WRITTEN TASK:
Set down, without alteration, the lines from the one that contains "the goalkeeper's sock?" through the final line of the material below.

[Begin EXERCISE INPUTS]

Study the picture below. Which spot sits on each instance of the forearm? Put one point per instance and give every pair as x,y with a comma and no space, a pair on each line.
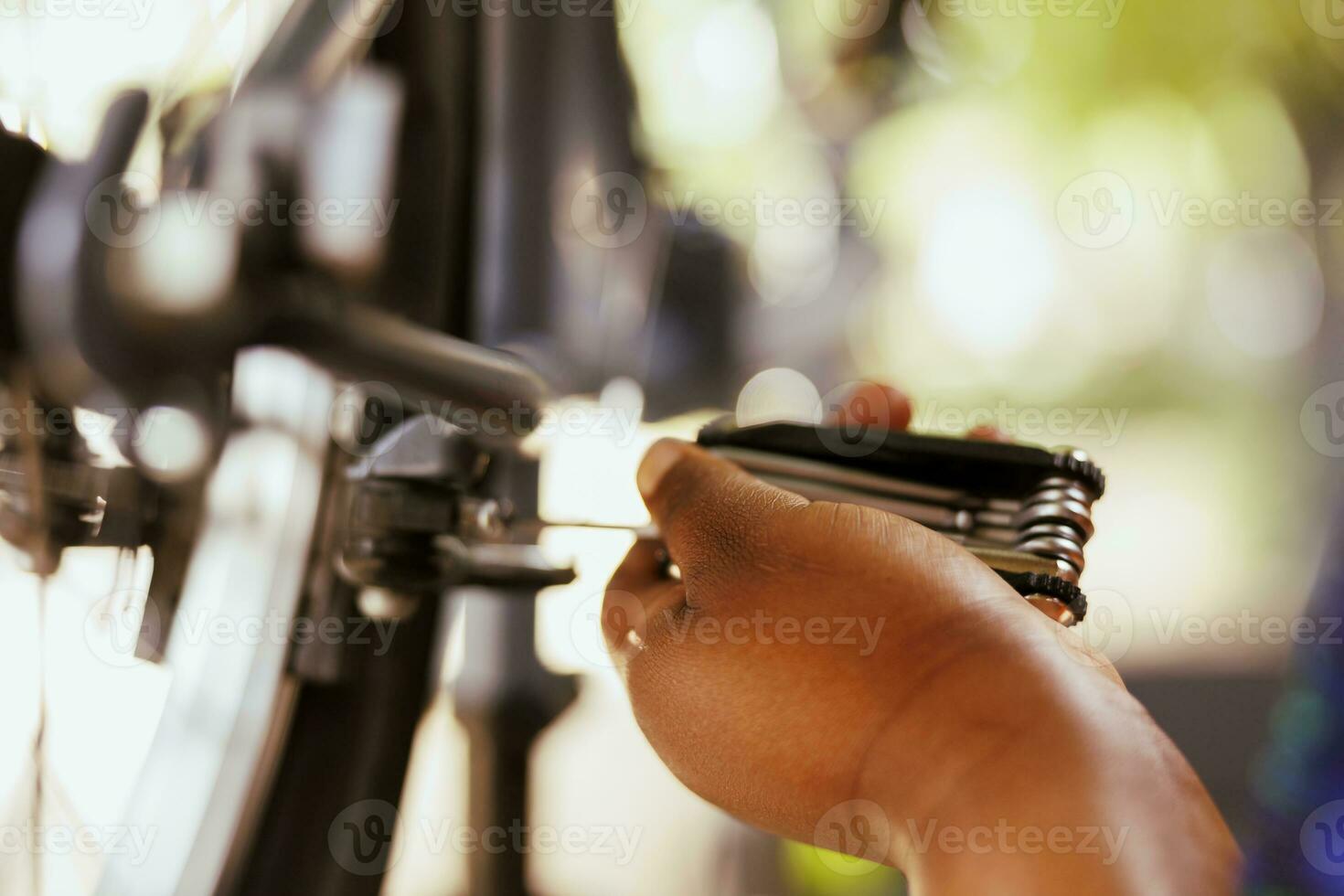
1074,789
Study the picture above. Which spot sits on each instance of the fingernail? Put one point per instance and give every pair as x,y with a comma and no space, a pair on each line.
656,464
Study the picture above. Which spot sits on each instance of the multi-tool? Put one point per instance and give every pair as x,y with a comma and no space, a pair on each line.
1023,511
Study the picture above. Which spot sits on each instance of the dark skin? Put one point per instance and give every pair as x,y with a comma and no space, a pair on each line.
964,709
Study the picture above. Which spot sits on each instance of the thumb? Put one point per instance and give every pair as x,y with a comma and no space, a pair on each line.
711,513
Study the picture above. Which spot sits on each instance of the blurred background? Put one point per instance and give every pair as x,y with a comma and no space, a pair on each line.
1104,223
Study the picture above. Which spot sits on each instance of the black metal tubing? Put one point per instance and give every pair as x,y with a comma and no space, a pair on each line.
348,741
374,344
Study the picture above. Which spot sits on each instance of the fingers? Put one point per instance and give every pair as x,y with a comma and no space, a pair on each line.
637,594
709,512
874,404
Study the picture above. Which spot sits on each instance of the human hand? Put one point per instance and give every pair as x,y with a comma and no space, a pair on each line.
823,664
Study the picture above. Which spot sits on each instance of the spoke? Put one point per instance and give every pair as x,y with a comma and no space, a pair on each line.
39,736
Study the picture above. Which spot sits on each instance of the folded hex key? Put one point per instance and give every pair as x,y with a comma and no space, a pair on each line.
1023,511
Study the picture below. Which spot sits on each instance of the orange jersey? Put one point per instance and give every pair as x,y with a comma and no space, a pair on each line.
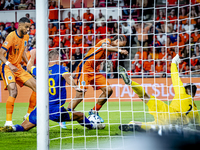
96,55
15,46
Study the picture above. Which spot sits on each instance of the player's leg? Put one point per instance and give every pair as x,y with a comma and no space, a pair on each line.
137,88
101,83
24,78
12,89
10,84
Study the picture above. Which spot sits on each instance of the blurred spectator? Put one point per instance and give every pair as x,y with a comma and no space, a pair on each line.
142,37
52,29
147,64
197,52
22,5
11,28
161,37
52,45
30,6
173,37
100,19
2,31
159,18
193,61
78,23
2,4
28,16
182,65
136,65
32,30
72,65
68,21
83,47
159,67
78,38
9,5
111,3
172,16
184,36
183,16
53,14
90,38
192,15
88,16
102,30
162,55
78,56
188,27
197,24
62,29
171,2
195,35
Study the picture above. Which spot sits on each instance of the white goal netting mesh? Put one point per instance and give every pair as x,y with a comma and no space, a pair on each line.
155,31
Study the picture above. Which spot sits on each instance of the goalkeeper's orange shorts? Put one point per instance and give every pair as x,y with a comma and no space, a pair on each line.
163,114
19,77
90,77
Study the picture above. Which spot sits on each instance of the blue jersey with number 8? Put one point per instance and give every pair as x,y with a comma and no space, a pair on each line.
57,90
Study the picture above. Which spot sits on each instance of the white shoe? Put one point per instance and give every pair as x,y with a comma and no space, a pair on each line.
62,125
176,59
98,126
24,118
8,123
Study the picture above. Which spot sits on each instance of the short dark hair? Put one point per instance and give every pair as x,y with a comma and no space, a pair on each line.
52,54
24,19
191,86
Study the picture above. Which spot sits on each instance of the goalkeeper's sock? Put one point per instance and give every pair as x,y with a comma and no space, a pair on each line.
32,102
97,107
9,108
17,128
85,122
138,89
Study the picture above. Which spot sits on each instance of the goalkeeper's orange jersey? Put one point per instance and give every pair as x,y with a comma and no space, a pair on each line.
15,46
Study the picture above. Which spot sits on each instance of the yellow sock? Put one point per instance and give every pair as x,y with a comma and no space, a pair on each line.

[End EXERCISE INPUTS]

FINAL ANSWER:
Study the picture above. Which spot sits on each instance of the goalkeeper's sock? Put one point per instance and give every pair as x,y with a comma and no space, a pair on each line.
32,102
97,107
9,108
17,128
85,122
138,89
Study the picture above. Which spot sits on each instance of the goalkeeper's orange jersey? Put one point per instance and give every pair as x,y with a comma and no space, a pair on each line.
15,46
Study the picture above. Which spot sits on each instance of the yellow sock? Put one point per instance and give every pair as x,y with a comma and no space, a pair on each line.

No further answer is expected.